You are viewing a plain text version of this content. The canonical link for it is here.
Posted to commits@ambari.apache.org by rl...@apache.org on 2017/10/02 20:39:20 UTC
[09/50] [abbrv] ambari git commit: AMBARI-22061. Solr Data Manager
script should provide non-destructive archive download option (mgergely)
AMBARI-22061. Solr Data Manager script should provide non-destructive archive download option (mgergely)
Change-Id: I2fd9ef9e2de840e25649feb5f39b95dd36e7cc7e
Project: http://git-wip-us.apache.org/repos/asf/ambari/repo
Commit: http://git-wip-us.apache.org/repos/asf/ambari/commit/9d802b7c
Tree: http://git-wip-us.apache.org/repos/asf/ambari/tree/9d802b7c
Diff: http://git-wip-us.apache.org/repos/asf/ambari/diff/9d802b7c
Branch: refs/heads/branch-feature-AMBARI-20859
Commit: 9d802b7c11a62336fd4de8aa2695af02b061c625
Parents: dc419b4
Author: Miklos Gergely <mg...@hortonworks.com>
Authored: Wed Sep 27 11:15:01 2017 +0200
Committer: Miklos Gergely <mg...@hortonworks.com>
Committed: Wed Sep 27 11:15:11 2017 +0200
----------------------------------------------------------------------
.../src/main/python/solrDataManager.py | 76 +++++++++++---------
1 file changed, 43 insertions(+), 33 deletions(-)
----------------------------------------------------------------------
http://git-wip-us.apache.org/repos/asf/ambari/blob/9d802b7c/ambari-infra/ambari-infra-solr-client/src/main/python/solrDataManager.py
----------------------------------------------------------------------
diff --git a/ambari-infra/ambari-infra-solr-client/src/main/python/solrDataManager.py b/ambari-infra/ambari-infra-solr-client/src/main/python/solrDataManager.py
index e0356bb..2675bd9 100644
--- a/ambari-infra/ambari-infra-solr-client/src/main/python/solrDataManager.py
+++ b/ambari-infra/ambari-infra-solr-client/src/main/python/solrDataManager.py
@@ -47,7 +47,7 @@ verbose = False
def parse_arguments():
parser = optparse.OptionParser("usage: %prog [options]", version="Solr Data Manager {0}".format(VERSION))
- parser.add_option("-m", "--mode", dest="mode", type="string", help="delete | save")
+ parser.add_option("-m", "--mode", dest="mode", type="string", help="archive | delete | save")
parser.add_option("-s", "--solr-url", dest="solr_url", type="string", help="the url of the solr server including the port")
parser.add_option("-c", "--collection", dest="collection", type="string", help="the name of the solr collection")
parser.add_option("-f", "--filter-field", dest="filter_field", type="string", help="the name of the field to filter on")
@@ -98,14 +98,14 @@ def parse_arguments():
parser.print_help()
sys.exit()
- mode_values = ["delete", "save"]
+ mode_values = ["archive", "delete", "save"]
if options.mode not in mode_values:
print "mode must be one of {0}".format(" | ".join(mode_values))
parser.print_help()
sys.exit()

» **Written instruction 1**
State how many lines of the records contain the string "sweater", and give only the number.
The commit page has no connection to the records.

» **Data listing**
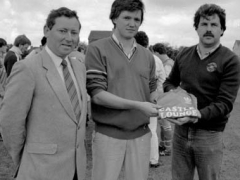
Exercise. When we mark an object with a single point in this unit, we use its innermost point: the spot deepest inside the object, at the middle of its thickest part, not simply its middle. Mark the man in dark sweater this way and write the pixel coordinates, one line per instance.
(211, 72)
(121, 81)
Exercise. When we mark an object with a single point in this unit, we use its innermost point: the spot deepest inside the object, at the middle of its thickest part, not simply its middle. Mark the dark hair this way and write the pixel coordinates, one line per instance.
(126, 5)
(209, 10)
(21, 40)
(160, 48)
(63, 11)
(43, 41)
(2, 42)
(142, 38)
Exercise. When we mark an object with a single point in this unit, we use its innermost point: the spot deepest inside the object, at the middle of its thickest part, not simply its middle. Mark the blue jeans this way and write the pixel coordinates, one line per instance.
(196, 148)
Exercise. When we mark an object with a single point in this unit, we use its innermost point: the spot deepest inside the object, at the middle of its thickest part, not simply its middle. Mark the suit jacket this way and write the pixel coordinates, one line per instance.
(40, 130)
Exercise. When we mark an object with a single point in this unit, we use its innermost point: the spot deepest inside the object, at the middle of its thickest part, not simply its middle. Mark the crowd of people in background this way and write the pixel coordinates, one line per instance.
(47, 94)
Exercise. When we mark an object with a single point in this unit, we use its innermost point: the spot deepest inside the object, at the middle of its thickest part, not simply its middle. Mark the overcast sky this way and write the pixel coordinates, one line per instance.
(165, 20)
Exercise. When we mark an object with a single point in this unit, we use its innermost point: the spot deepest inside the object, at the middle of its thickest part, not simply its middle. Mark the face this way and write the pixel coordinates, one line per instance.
(209, 31)
(24, 48)
(3, 49)
(127, 24)
(64, 36)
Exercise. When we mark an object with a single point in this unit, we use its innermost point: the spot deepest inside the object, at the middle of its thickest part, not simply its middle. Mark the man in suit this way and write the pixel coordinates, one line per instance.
(41, 130)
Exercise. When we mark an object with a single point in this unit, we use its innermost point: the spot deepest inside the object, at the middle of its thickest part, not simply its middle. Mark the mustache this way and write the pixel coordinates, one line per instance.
(208, 34)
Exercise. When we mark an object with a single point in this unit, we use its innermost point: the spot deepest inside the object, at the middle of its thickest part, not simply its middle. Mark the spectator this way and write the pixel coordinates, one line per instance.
(166, 127)
(3, 75)
(19, 48)
(160, 51)
(142, 39)
(39, 49)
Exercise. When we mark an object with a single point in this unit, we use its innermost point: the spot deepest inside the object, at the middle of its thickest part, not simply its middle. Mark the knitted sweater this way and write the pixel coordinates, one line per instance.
(214, 81)
(109, 69)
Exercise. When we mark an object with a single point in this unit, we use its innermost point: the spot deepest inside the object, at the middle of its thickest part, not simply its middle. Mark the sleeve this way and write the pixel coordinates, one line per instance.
(160, 74)
(14, 110)
(96, 71)
(173, 79)
(9, 62)
(153, 80)
(227, 93)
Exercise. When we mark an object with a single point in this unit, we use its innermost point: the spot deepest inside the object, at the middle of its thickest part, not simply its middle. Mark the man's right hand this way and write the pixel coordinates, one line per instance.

» **Written instruction 2**
In the commit page, what new value does the change add to the list of allowed modes?

» **Final result 1**
2

» **Final result 2**
"archive"